*Direction*.
Pick out every line in the items below that contains the string "crowd" and copy each one. Uppercase and lowercase letters must match.
□ □ □ □
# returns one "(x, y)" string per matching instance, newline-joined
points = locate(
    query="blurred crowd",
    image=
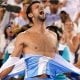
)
(62, 17)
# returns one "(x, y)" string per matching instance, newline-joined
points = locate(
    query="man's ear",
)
(30, 15)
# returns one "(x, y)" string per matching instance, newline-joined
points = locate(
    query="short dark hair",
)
(54, 1)
(29, 9)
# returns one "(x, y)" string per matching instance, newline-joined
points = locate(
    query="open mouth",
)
(41, 12)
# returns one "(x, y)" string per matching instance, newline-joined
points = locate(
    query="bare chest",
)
(42, 42)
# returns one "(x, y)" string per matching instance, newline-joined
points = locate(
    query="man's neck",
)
(39, 26)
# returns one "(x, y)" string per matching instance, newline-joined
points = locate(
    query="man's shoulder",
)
(53, 33)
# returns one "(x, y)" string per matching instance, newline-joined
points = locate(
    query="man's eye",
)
(44, 1)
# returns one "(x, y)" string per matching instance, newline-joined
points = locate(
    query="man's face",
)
(54, 7)
(18, 1)
(38, 11)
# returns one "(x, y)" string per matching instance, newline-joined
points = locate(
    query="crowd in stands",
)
(62, 17)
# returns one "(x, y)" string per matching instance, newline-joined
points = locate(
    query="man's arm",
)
(14, 57)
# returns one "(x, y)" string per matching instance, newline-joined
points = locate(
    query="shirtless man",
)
(39, 46)
(37, 40)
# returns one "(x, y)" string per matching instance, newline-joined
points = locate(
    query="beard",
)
(42, 18)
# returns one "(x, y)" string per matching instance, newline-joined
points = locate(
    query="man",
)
(36, 40)
(53, 15)
(39, 47)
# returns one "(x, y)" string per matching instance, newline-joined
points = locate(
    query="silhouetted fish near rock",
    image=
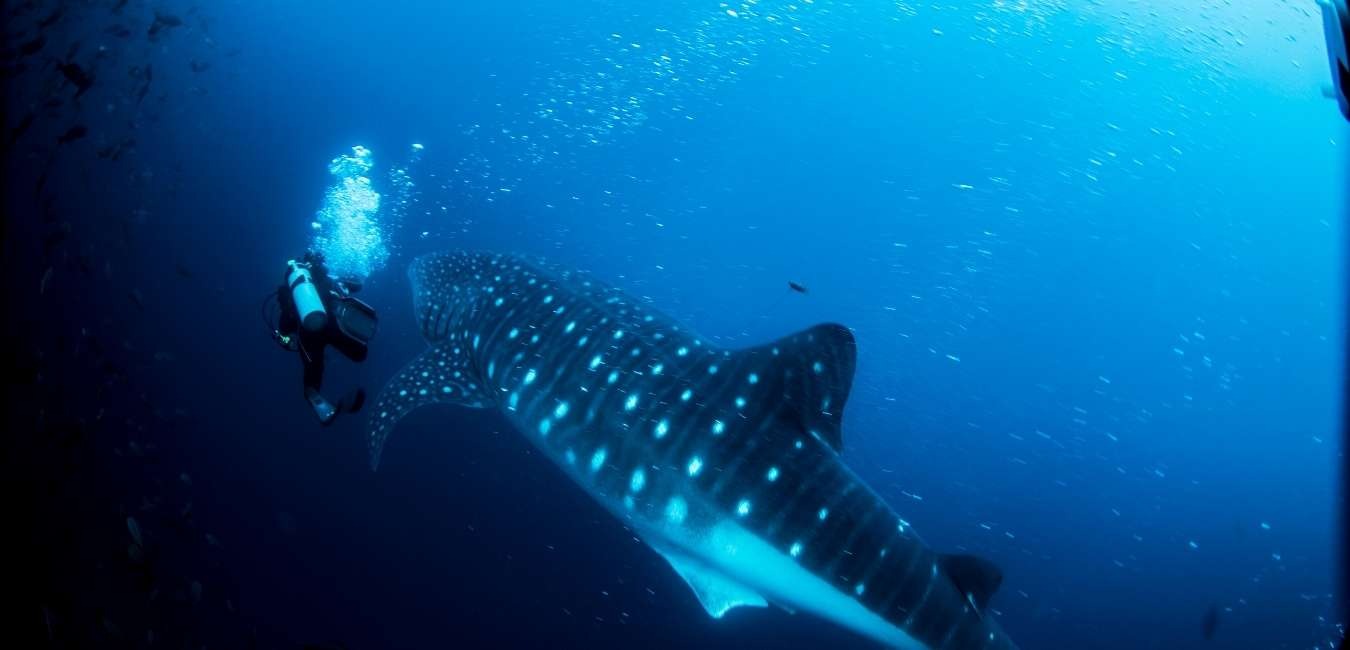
□ □ □ □
*Correct answer*.
    query="blurred crowd",
    query="crowd in stands",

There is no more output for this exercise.